» INSTRUCTION
Copy everything from the line containing "of the girl's" down to the end of the rows, swapping "sunlit skin" for "bare skin" and leaving the rest unchanged.

(Dataset rows on where objects appear)

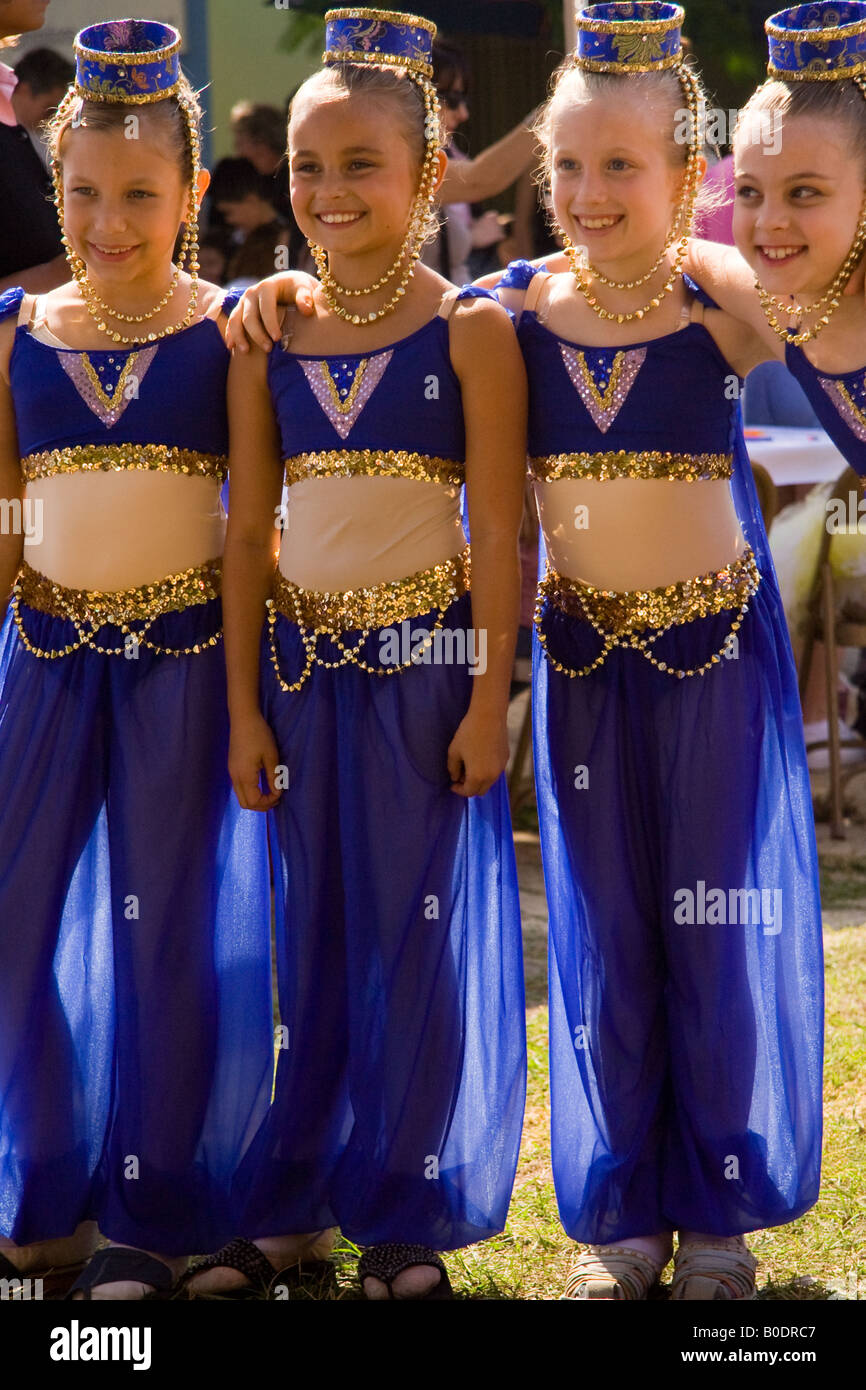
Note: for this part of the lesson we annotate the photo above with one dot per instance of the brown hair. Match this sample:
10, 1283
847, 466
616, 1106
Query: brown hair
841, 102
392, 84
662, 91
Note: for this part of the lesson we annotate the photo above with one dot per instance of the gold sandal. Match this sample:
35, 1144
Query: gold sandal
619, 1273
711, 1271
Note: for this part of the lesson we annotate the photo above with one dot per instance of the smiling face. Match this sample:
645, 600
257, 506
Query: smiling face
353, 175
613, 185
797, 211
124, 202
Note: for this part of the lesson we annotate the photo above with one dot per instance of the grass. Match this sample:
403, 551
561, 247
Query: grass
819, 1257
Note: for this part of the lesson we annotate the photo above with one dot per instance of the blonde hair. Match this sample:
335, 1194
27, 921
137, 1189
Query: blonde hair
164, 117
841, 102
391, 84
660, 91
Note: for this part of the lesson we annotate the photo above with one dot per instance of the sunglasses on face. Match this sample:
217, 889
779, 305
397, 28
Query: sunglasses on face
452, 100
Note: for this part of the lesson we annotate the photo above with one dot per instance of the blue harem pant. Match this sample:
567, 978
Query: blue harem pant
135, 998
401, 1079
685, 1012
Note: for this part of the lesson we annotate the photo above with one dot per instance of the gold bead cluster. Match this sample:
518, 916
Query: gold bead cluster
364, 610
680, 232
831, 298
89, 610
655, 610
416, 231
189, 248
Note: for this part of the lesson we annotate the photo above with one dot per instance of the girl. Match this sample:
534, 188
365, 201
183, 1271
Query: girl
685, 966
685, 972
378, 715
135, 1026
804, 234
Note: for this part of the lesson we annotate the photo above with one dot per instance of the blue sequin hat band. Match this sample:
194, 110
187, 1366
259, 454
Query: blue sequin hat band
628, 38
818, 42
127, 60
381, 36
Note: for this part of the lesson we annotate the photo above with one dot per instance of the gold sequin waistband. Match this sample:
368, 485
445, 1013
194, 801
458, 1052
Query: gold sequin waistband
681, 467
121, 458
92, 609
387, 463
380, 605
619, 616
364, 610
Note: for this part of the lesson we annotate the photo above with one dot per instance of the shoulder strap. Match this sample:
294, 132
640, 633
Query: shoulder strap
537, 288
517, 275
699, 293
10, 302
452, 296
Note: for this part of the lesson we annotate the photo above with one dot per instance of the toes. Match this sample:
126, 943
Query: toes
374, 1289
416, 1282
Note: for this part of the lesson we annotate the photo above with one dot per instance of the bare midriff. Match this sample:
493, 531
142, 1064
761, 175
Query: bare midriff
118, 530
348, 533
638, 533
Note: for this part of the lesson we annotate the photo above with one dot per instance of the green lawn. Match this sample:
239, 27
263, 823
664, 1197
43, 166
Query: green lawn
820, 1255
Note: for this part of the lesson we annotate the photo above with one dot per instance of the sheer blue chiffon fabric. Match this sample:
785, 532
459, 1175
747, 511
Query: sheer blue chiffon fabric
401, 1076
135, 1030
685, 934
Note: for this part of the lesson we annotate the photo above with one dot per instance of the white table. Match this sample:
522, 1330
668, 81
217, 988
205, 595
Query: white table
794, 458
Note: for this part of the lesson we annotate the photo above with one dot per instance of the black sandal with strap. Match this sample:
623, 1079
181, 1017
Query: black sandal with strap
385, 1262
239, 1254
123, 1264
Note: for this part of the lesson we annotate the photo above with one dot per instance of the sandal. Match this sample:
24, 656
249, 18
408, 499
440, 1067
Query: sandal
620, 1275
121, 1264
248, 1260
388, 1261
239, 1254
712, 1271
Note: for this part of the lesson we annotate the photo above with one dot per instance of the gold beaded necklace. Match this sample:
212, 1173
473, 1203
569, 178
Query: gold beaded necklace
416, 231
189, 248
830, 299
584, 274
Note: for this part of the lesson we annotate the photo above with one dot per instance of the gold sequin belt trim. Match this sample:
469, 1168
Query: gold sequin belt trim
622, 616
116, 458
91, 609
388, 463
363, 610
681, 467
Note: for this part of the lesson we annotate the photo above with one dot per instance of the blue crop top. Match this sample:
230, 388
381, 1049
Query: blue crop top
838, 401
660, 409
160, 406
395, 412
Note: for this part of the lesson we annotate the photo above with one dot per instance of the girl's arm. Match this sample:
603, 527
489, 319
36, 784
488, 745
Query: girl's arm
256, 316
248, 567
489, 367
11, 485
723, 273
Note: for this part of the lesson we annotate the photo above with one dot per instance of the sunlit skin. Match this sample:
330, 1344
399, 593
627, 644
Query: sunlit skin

» RESPONSE
Note: for this part of the lesson we annotate the photo above with one dot per instance of the girl's arm. Match this sample:
603, 527
489, 319
36, 784
488, 745
Query: girl's arm
256, 316
248, 567
489, 367
11, 485
723, 273
Note: for this part of the lesson we annotate the photo above with one dot per instance of the bare skin. Match this sample:
330, 1344
399, 593
627, 644
Query: bare skin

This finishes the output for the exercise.